_Your instructions:_ Can you copy out every line of the listing below word for word, leaving the pictures out of your answer?

_Dataset rows:_
########

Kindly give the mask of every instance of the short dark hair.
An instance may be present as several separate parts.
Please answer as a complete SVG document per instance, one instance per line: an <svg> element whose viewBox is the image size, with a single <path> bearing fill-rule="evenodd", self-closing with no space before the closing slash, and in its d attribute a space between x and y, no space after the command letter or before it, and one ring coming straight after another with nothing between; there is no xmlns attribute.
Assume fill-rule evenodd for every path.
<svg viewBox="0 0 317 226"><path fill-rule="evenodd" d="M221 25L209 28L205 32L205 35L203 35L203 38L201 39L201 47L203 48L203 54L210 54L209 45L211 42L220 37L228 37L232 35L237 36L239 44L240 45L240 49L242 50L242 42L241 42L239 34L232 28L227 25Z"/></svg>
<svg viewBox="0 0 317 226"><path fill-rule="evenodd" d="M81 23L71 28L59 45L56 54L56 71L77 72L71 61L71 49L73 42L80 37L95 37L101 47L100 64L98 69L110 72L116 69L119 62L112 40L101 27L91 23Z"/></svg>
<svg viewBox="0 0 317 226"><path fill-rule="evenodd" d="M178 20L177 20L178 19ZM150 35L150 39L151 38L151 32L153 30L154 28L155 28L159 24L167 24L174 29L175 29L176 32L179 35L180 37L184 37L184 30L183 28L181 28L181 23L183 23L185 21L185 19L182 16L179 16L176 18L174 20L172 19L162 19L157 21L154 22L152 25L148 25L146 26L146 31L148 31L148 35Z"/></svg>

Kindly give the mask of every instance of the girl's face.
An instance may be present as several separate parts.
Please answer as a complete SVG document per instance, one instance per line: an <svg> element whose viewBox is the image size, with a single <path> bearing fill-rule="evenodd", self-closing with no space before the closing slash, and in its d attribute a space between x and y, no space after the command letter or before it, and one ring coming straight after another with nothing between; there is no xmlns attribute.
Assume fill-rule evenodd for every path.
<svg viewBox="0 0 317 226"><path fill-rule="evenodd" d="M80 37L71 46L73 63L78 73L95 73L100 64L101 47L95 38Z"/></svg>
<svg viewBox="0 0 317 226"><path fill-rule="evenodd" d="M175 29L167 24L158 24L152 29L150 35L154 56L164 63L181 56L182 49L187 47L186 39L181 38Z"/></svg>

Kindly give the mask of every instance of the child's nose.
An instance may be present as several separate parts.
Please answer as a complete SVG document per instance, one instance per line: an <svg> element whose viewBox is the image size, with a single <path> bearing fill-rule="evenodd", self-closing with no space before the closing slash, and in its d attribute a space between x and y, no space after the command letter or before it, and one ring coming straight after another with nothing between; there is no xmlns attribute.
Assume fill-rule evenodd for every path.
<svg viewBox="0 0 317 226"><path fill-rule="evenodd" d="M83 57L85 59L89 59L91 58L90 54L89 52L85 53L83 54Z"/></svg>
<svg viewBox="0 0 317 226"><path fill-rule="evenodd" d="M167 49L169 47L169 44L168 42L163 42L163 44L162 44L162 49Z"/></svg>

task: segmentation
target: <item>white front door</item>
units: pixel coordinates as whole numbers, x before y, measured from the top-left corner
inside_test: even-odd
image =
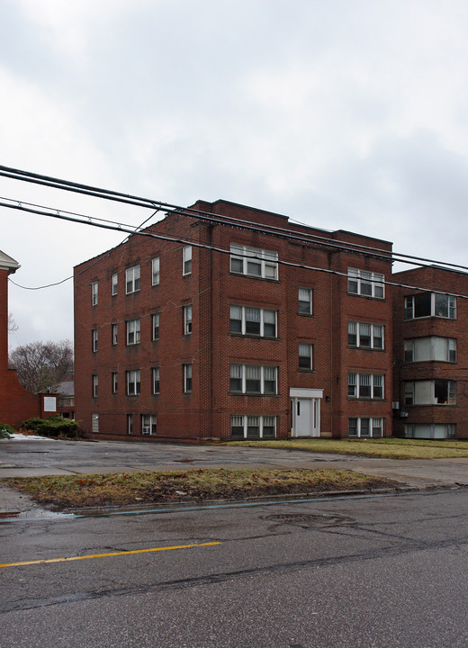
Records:
[[[290,390],[292,436],[320,436],[321,390]]]

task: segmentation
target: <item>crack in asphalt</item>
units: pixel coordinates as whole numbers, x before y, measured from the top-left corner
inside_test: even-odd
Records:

########

_Output of the exercise:_
Kindly give the mask of every instance of the short dark hair.
An instance may be present as several separate parts.
Please answer as a complete SVG document per instance, one instance per line: an <svg> element whose viewBox is the image size, with a single <path> bearing fill-rule="evenodd", self-closing with no space before the closing slash, and in its d attribute a space between x and y, no space after the command letter or before it, and one ring coming straight after another with nothing between; there is no xmlns attribute.
Assume fill-rule evenodd for every path.
<svg viewBox="0 0 317 226"><path fill-rule="evenodd" d="M221 25L209 28L205 32L205 35L203 35L203 38L201 39L201 47L203 48L203 54L210 54L209 45L211 42L220 37L228 37L232 35L237 36L239 44L240 45L240 49L242 50L242 42L241 42L239 34L232 28L227 25Z"/></svg>
<svg viewBox="0 0 317 226"><path fill-rule="evenodd" d="M81 23L71 28L59 45L56 54L56 71L77 72L71 61L71 49L73 42L80 37L95 37L101 47L100 64L98 69L110 72L116 69L119 62L112 40L101 27L91 23Z"/></svg>
<svg viewBox="0 0 317 226"><path fill-rule="evenodd" d="M178 20L177 20L178 19ZM150 35L150 39L151 38L151 32L153 30L154 28L155 28L159 24L167 24L174 29L175 29L176 32L179 35L180 37L184 37L184 30L183 28L181 28L181 23L183 23L185 21L185 19L182 16L179 16L176 18L174 20L172 19L162 19L157 21L154 22L152 25L148 25L146 26L146 31L148 31L148 35Z"/></svg>

Kindly give the mask of every instance of the girl's face.
An instance may be present as several separate parts.
Please answer as a complete SVG document per instance, one instance per line: an <svg> element whose viewBox is the image size, with a single <path> bearing fill-rule="evenodd", self-closing with no space before the closing slash, and in its d attribute a space between x and y, no space after the command letter or before it, and one ring coming straight after another with nothing between; there is no xmlns attribute.
Assume fill-rule evenodd for every path.
<svg viewBox="0 0 317 226"><path fill-rule="evenodd" d="M80 37L71 46L73 63L78 73L95 73L100 64L101 47L95 38Z"/></svg>
<svg viewBox="0 0 317 226"><path fill-rule="evenodd" d="M175 29L167 24L158 24L152 29L150 35L154 56L164 63L181 56L182 49L187 47L186 39L181 38Z"/></svg>

Kindly give the mask of every instance of the child's nose.
An instance may be present as several separate parts.
Please answer as a complete SVG document per instance, one instance per line: an <svg> element whose viewBox is the image size, with a single <path> bearing fill-rule="evenodd", self-closing with no space before the closing slash, and in its d attribute a space between x and y, no space after the command letter or before it, and one ring coming straight after another with nothing between; there is no xmlns attribute.
Assume fill-rule evenodd for every path.
<svg viewBox="0 0 317 226"><path fill-rule="evenodd" d="M83 57L85 59L89 59L91 58L90 54L89 52L85 53L83 54Z"/></svg>
<svg viewBox="0 0 317 226"><path fill-rule="evenodd" d="M167 49L169 47L169 44L168 42L163 42L163 44L162 44L162 49Z"/></svg>

task: segmentation
target: <item>white front door</item>
units: pixel coordinates as whole numbers, x before y, measured from the top-left corner
inside_test: even-odd
image =
Records:
[[[290,390],[292,436],[320,436],[321,390]]]

task: segmentation
target: <item>crack in asphalt</item>
units: pixel coordinates as whole numbers, x before y, measured from the top-left corner
inside_test: even-odd
Records:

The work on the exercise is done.